Reproduce, unchanged, the stretch of rows below from the line containing "Locate every instance of the soil" through the last row.
─── Extracted entries
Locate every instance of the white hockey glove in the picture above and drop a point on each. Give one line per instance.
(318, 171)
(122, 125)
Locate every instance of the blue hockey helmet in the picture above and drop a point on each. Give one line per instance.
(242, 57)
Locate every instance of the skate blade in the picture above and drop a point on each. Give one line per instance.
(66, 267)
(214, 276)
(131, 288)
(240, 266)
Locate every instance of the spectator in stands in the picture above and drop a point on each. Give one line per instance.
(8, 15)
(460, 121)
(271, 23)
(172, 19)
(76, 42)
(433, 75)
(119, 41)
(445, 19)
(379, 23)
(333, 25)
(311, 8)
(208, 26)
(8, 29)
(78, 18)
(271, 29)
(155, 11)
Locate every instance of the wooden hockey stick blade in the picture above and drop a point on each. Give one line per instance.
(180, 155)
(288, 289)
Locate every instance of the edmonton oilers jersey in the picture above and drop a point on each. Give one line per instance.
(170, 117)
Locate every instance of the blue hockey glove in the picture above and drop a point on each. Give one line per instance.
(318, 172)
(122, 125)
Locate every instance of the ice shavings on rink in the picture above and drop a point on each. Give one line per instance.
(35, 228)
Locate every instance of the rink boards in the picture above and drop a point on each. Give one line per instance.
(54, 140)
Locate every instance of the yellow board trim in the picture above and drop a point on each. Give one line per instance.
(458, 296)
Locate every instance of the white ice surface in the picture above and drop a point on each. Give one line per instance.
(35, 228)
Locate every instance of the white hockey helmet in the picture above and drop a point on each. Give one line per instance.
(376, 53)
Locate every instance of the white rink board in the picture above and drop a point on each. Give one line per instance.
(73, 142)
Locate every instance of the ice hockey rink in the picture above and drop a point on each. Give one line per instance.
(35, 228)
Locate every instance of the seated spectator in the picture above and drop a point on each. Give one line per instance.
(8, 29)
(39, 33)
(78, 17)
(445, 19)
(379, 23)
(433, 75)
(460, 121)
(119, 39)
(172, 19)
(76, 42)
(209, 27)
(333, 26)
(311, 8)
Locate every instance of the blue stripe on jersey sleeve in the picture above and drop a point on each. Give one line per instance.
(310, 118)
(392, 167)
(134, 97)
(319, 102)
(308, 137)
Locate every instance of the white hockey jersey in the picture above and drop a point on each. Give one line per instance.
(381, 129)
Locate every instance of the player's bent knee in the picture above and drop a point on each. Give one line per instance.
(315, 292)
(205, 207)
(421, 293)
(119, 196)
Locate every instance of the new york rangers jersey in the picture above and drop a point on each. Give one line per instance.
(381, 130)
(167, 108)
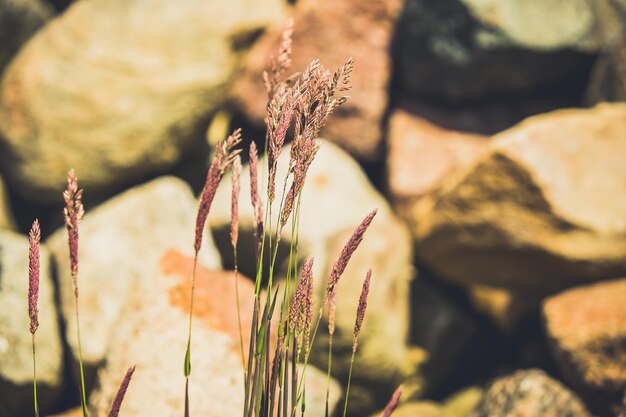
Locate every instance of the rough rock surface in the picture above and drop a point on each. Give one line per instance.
(503, 307)
(467, 49)
(542, 210)
(421, 155)
(120, 249)
(16, 360)
(119, 89)
(6, 217)
(154, 339)
(19, 20)
(529, 393)
(330, 212)
(332, 31)
(587, 330)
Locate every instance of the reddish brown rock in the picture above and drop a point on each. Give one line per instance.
(587, 328)
(529, 393)
(333, 31)
(422, 154)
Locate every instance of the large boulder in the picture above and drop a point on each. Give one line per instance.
(6, 217)
(468, 49)
(421, 155)
(587, 330)
(16, 360)
(542, 210)
(332, 31)
(527, 393)
(336, 197)
(19, 20)
(153, 338)
(119, 89)
(121, 245)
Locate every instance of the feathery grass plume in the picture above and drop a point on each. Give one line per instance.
(393, 402)
(360, 315)
(301, 311)
(121, 392)
(255, 197)
(33, 294)
(33, 275)
(234, 237)
(224, 157)
(347, 251)
(234, 205)
(73, 214)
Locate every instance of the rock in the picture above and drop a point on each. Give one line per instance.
(527, 393)
(469, 49)
(19, 20)
(421, 155)
(120, 250)
(115, 96)
(333, 31)
(587, 330)
(442, 329)
(336, 198)
(541, 211)
(16, 360)
(6, 217)
(154, 339)
(504, 308)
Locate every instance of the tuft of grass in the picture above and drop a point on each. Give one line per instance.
(34, 238)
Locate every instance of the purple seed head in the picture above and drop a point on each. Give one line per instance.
(360, 312)
(348, 250)
(224, 157)
(33, 275)
(121, 392)
(73, 214)
(234, 207)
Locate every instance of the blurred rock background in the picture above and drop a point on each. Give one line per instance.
(490, 134)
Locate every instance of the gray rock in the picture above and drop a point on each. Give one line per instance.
(122, 243)
(467, 49)
(529, 393)
(19, 20)
(118, 91)
(16, 360)
(541, 211)
(153, 337)
(335, 199)
(6, 217)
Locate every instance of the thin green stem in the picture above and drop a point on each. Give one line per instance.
(83, 398)
(243, 358)
(187, 365)
(35, 380)
(330, 361)
(345, 404)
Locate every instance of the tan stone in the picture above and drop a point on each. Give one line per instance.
(587, 330)
(119, 89)
(542, 210)
(332, 31)
(529, 393)
(421, 155)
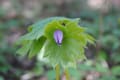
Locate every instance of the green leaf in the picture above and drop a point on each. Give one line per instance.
(36, 47)
(25, 48)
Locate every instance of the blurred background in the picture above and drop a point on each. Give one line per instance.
(100, 17)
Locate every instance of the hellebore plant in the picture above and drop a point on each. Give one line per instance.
(58, 41)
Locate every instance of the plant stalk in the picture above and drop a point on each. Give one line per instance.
(57, 68)
(67, 74)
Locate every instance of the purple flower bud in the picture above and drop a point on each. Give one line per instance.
(58, 37)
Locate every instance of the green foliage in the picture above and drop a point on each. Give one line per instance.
(40, 41)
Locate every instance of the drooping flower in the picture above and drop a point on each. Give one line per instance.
(58, 37)
(56, 43)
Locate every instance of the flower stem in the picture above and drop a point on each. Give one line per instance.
(67, 74)
(57, 68)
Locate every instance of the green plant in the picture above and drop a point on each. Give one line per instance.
(59, 41)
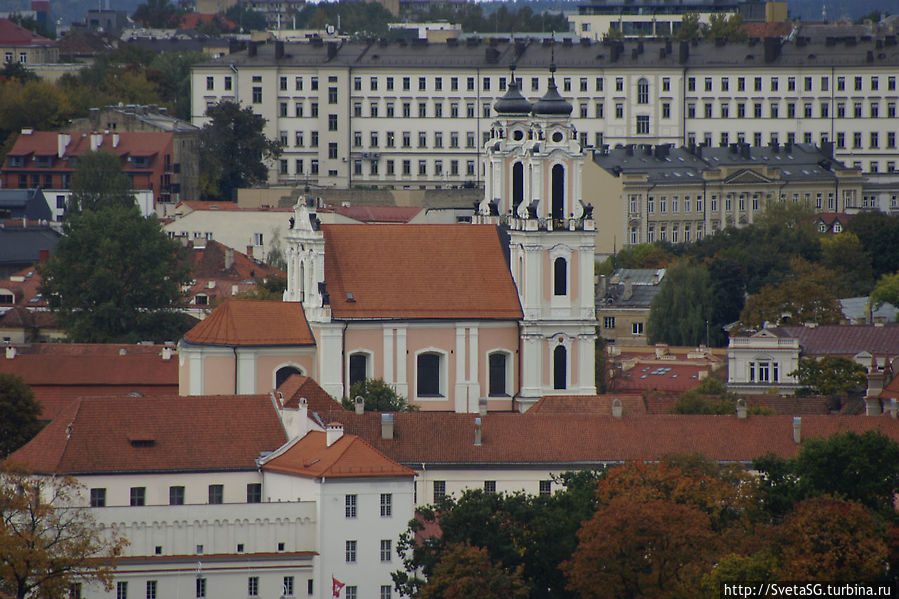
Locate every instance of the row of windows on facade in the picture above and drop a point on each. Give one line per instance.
(138, 495)
(582, 84)
(253, 588)
(608, 322)
(390, 168)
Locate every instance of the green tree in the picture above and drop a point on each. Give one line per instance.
(886, 291)
(98, 182)
(377, 396)
(19, 414)
(862, 468)
(116, 277)
(682, 307)
(233, 150)
(45, 547)
(465, 571)
(830, 375)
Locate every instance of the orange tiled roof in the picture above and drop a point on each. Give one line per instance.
(253, 322)
(418, 271)
(559, 440)
(226, 432)
(348, 457)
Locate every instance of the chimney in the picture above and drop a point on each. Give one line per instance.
(387, 425)
(617, 408)
(62, 142)
(334, 433)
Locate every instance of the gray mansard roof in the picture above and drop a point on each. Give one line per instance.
(850, 50)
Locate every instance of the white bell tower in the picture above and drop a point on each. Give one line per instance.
(533, 189)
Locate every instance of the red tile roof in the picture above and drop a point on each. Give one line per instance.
(253, 322)
(379, 214)
(845, 340)
(61, 372)
(196, 433)
(317, 399)
(666, 378)
(14, 35)
(418, 271)
(348, 457)
(557, 440)
(601, 405)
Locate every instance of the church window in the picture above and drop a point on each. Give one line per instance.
(358, 368)
(560, 276)
(284, 373)
(560, 366)
(498, 369)
(428, 379)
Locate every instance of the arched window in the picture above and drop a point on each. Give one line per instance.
(428, 371)
(358, 368)
(284, 373)
(560, 276)
(642, 91)
(497, 372)
(517, 185)
(558, 192)
(560, 367)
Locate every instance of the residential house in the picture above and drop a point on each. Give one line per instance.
(623, 302)
(766, 359)
(21, 45)
(47, 159)
(184, 172)
(277, 509)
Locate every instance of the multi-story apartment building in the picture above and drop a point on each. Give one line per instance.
(418, 115)
(681, 194)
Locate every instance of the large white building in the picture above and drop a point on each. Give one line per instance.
(419, 115)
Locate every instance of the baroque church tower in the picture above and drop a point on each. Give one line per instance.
(533, 190)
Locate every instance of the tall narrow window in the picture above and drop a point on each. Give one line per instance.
(428, 374)
(558, 192)
(358, 368)
(497, 374)
(560, 276)
(560, 366)
(517, 185)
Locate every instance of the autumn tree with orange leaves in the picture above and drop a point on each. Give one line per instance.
(46, 545)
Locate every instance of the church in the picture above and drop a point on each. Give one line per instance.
(500, 309)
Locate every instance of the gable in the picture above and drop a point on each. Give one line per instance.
(418, 272)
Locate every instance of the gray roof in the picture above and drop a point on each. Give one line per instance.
(861, 51)
(661, 164)
(856, 308)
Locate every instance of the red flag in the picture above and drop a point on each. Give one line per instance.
(336, 587)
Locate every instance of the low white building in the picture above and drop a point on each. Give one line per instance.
(229, 496)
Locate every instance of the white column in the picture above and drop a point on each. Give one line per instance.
(402, 378)
(388, 355)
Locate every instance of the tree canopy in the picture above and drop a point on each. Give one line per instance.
(19, 414)
(44, 546)
(233, 150)
(98, 182)
(377, 396)
(116, 277)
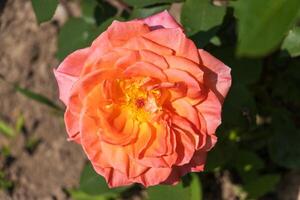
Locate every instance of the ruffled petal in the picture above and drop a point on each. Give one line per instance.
(65, 83)
(217, 79)
(73, 63)
(161, 20)
(175, 39)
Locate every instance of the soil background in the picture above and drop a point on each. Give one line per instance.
(27, 57)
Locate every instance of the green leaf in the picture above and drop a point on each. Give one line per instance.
(88, 10)
(196, 188)
(203, 18)
(220, 155)
(292, 42)
(44, 9)
(261, 185)
(79, 195)
(143, 3)
(168, 192)
(145, 12)
(263, 24)
(93, 184)
(37, 97)
(6, 129)
(247, 164)
(284, 144)
(244, 70)
(104, 11)
(239, 107)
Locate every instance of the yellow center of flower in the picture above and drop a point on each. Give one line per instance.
(140, 102)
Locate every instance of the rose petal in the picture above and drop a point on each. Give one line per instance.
(217, 78)
(175, 39)
(161, 20)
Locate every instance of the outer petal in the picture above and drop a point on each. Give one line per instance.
(195, 165)
(175, 39)
(218, 79)
(216, 74)
(161, 20)
(65, 83)
(68, 71)
(73, 64)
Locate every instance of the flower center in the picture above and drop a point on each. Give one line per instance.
──────
> _Expected answer_:
Locate every instance of the soil background in the picture above and drop a point on each. Give one line per instance.
(27, 57)
Locate every instance of the green leaf in the picture above and drop a point on each. Give one line per instance.
(88, 10)
(196, 188)
(203, 18)
(220, 155)
(292, 42)
(44, 9)
(261, 185)
(79, 195)
(143, 3)
(168, 192)
(145, 12)
(263, 24)
(93, 184)
(37, 97)
(6, 129)
(247, 164)
(284, 144)
(244, 70)
(104, 11)
(239, 107)
Locate every instance of the yellow center of flower in the picture above and drop a point on each. Give one line per instance.
(140, 102)
Locate every instance of the rose petal in the picture above and drop a point on each. Give one line per instance.
(217, 78)
(175, 39)
(161, 20)
Locate every instance of the outer petal in the picture above and drop a point on each. Give one line per instance.
(195, 165)
(175, 39)
(218, 79)
(216, 74)
(161, 20)
(65, 83)
(68, 71)
(73, 64)
Locate every instance of the flower center in the picture above and drop a point on each. Give one line per instance.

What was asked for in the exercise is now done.